What you should do | Output every line of the rows below as a JSON list of strings, one string per line, with blank lines omitted. Leave the pictures out.

Object point labels
──────
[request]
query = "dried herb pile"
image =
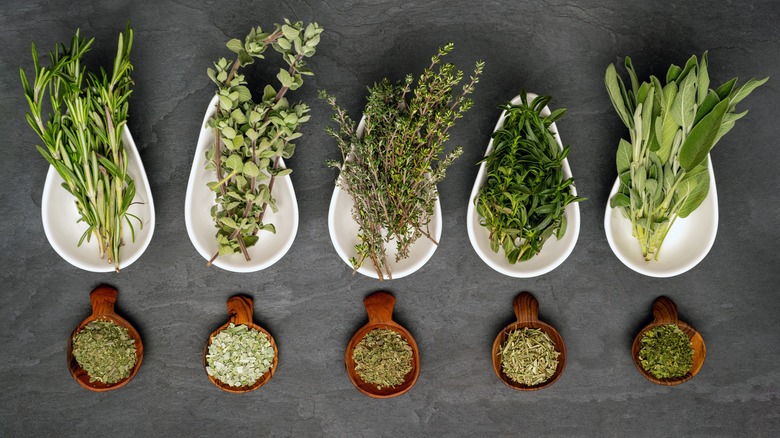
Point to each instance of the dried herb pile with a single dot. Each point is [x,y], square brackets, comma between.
[383,357]
[252,137]
[524,197]
[82,136]
[239,355]
[392,166]
[528,356]
[105,351]
[663,168]
[666,352]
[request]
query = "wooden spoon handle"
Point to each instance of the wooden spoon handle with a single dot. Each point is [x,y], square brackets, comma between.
──────
Result for this task |
[
  "[request]",
  "query = \"dried herb pile\"",
  "image =",
  "Point to each instance of the dried herb pile with a single dot. Each point is [x,y], square brackets, comma between.",
  "[383,357]",
  "[252,137]",
  "[524,197]",
  "[82,136]",
  "[239,355]",
  "[392,166]",
  "[528,356]",
  "[105,351]",
  "[663,168]",
  "[666,352]",
  "[request]",
  "query = \"wooden spoon handle\"",
  "Point to each instance of the wooden spoon handle with a single dot. Each point is [x,y], square brackets, comma between."
]